(Stored records)
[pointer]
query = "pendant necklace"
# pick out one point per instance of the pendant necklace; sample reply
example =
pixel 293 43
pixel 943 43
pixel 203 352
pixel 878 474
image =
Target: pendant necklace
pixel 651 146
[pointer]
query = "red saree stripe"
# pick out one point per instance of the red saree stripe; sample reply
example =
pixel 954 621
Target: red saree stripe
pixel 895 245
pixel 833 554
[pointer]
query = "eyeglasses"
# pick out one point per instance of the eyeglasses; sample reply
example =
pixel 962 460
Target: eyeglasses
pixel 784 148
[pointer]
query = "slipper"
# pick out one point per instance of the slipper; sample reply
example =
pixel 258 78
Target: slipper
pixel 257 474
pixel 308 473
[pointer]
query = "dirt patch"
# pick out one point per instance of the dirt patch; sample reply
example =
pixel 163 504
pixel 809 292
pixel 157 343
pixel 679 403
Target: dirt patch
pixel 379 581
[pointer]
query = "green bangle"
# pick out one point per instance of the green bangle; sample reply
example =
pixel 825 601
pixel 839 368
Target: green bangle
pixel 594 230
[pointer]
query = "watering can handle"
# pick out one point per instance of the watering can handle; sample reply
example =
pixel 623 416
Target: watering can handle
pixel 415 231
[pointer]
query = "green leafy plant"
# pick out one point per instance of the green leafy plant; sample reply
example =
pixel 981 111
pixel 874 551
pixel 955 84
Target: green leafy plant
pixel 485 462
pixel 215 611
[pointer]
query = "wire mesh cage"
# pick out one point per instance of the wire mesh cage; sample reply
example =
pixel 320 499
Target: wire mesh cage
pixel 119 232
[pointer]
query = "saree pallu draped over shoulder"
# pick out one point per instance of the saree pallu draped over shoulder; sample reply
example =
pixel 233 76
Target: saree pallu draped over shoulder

YOUR TASK ▸ A word-for-word restatement of the records above from the line containing "pixel 623 416" to their final line is all the answer should hold.

EXPECTED ANSWER ▸
pixel 623 416
Target: watering can handle
pixel 415 231
[pointer]
query = "green leafy plant"
# pick out one point per instance of the green leafy plant; sample reply
example =
pixel 981 111
pixel 874 551
pixel 955 84
Target: green leafy plant
pixel 485 462
pixel 215 611
[pointer]
query = "wire mesh cage"
# pick out one point per instance of the wire mesh cage; sample reply
example =
pixel 320 499
Target: wire mesh cage
pixel 119 232
[pointer]
query = "saree pallu draped over shoulder"
# pick out one point per instance of the saree pallu draped over shoulder; sample reply
example =
pixel 233 76
Target: saree pallu draped over shoulder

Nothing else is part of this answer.